Task inputs |

++++++++

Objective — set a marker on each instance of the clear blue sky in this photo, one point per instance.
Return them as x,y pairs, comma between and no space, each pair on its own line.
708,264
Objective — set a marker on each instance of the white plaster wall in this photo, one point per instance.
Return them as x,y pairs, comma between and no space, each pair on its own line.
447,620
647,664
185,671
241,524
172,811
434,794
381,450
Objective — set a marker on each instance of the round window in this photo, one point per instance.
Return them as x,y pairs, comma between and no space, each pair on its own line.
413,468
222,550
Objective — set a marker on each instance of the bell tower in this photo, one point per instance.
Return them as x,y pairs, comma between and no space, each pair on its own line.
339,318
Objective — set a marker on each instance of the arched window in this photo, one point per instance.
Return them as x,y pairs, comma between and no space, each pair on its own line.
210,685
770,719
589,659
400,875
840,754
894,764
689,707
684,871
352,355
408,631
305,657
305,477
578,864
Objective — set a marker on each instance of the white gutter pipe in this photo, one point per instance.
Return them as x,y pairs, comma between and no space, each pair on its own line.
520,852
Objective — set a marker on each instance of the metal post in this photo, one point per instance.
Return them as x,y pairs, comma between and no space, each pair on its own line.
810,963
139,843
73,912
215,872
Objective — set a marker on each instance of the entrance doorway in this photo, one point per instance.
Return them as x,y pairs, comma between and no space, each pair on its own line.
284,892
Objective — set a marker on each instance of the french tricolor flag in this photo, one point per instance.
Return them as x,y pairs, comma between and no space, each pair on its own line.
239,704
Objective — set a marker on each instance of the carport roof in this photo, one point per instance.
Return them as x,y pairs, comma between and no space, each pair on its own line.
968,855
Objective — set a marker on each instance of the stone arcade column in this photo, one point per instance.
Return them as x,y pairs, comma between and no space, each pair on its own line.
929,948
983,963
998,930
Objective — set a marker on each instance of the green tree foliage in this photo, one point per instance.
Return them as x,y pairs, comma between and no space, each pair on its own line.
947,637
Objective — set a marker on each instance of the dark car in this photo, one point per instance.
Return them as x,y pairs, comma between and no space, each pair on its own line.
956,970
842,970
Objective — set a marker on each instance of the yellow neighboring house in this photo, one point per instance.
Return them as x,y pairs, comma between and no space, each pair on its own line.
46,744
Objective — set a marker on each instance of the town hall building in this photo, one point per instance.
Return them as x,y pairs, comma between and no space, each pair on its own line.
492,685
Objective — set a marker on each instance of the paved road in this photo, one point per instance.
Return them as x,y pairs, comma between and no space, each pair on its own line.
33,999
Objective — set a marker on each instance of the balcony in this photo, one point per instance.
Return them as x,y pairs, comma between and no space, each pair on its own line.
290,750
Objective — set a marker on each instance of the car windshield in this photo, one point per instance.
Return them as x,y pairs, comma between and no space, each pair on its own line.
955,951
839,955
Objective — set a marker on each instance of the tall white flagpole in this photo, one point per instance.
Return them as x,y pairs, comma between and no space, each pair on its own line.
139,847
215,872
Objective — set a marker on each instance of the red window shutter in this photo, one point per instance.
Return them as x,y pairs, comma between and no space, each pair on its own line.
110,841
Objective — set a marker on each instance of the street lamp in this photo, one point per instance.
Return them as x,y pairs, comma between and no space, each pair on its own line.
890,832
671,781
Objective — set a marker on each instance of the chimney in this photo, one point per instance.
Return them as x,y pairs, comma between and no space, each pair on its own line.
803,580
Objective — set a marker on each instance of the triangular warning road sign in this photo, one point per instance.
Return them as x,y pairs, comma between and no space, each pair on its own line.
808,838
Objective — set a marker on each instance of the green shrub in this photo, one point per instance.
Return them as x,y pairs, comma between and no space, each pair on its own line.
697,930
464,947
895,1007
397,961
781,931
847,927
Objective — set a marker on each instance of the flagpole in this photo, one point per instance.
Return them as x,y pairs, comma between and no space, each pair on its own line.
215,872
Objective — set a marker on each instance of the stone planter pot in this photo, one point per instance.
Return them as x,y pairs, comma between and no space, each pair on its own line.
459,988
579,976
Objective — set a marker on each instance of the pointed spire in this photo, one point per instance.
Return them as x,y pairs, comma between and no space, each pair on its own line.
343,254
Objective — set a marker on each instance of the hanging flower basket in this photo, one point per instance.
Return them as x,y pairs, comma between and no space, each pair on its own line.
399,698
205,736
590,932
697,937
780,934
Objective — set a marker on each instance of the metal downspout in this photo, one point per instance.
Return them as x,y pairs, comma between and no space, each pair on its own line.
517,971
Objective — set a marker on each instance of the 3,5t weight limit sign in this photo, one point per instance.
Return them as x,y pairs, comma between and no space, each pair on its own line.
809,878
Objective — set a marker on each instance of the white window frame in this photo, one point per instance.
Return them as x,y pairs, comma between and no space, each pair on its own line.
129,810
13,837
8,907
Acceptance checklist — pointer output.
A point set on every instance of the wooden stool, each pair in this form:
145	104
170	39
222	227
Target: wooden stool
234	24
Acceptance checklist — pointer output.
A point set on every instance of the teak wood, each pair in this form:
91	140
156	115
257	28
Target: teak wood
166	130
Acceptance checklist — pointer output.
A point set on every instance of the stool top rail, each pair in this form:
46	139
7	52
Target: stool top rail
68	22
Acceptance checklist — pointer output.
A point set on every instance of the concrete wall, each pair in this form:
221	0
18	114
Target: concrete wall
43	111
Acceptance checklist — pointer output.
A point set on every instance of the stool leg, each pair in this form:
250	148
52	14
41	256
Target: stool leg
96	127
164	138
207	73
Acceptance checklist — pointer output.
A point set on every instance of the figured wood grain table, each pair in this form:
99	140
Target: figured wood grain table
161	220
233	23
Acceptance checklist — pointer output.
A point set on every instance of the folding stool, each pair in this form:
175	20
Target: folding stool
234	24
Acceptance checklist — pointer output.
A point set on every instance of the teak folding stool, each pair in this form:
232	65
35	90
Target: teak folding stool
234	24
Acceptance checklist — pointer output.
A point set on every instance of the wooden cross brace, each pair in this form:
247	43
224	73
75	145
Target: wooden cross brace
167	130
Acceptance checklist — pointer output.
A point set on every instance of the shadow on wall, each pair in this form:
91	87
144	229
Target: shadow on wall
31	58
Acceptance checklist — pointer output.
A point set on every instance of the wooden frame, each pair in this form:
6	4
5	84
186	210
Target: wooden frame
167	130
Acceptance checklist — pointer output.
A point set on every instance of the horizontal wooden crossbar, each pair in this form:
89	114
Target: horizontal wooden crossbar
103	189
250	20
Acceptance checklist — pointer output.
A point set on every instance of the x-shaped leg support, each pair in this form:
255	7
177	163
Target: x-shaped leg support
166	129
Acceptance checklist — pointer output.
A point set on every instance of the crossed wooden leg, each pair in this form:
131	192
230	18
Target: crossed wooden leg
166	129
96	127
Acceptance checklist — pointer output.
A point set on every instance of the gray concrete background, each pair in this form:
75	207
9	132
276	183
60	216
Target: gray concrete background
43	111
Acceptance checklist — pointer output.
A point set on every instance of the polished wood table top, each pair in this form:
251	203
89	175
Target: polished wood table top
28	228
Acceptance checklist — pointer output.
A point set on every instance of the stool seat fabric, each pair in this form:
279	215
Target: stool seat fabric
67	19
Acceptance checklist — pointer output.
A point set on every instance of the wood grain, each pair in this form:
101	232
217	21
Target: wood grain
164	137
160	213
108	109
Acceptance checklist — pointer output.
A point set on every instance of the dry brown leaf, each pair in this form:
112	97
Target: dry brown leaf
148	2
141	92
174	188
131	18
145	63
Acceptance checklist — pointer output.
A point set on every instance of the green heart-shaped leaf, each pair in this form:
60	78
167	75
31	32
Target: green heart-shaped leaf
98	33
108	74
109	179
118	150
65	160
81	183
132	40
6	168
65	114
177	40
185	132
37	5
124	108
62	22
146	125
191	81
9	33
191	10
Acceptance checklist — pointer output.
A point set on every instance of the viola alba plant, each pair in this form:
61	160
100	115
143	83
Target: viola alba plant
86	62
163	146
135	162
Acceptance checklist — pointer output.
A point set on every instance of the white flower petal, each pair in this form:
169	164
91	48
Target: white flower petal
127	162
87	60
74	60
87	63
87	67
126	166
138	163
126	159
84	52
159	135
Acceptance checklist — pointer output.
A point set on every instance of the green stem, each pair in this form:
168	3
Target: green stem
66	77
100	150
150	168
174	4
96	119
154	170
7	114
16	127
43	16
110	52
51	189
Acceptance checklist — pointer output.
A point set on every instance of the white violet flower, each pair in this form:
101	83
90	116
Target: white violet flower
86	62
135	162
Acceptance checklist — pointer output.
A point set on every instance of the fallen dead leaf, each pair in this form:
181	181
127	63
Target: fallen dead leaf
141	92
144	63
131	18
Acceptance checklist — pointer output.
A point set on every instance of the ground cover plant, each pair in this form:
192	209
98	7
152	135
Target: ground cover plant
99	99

++++++++

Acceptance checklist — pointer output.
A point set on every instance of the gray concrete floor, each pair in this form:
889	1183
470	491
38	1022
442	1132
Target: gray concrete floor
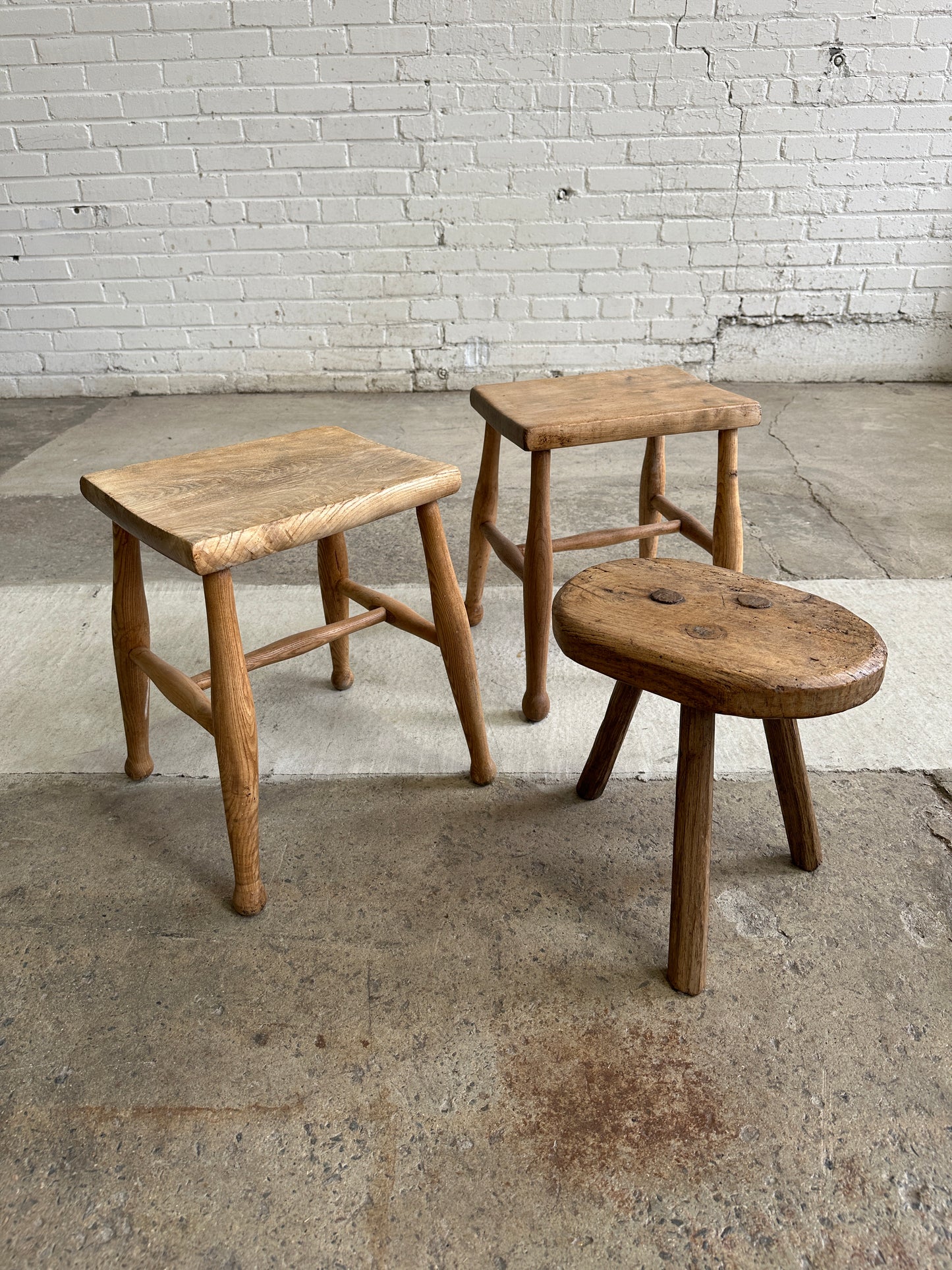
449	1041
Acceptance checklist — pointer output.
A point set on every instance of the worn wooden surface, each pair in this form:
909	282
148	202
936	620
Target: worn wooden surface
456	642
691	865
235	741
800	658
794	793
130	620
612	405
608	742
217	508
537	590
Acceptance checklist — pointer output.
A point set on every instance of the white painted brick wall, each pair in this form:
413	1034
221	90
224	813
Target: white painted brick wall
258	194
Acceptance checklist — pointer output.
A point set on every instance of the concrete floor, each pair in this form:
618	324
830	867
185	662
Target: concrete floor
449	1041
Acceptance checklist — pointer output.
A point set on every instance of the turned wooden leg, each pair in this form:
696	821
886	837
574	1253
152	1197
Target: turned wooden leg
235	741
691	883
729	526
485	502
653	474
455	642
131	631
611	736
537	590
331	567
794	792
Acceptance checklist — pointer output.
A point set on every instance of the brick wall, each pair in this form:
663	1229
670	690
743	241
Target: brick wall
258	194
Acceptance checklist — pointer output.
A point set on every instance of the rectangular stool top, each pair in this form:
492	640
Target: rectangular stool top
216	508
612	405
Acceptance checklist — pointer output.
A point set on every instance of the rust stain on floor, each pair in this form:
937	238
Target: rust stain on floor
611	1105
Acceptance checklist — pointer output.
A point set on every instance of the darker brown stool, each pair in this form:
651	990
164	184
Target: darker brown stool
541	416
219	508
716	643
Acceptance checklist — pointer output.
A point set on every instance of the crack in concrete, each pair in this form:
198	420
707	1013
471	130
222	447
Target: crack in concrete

++++++++

What this task involves | Pick out every line in the rows above that contains the word "brown", and copy each one in full.

Task result |
A point set on every instance of the dry brown leaf, each pair in this form:
Target: dry brown leaf
A point set on every instance of the darker brown stool, each pair in this form:
Target: darker brown stool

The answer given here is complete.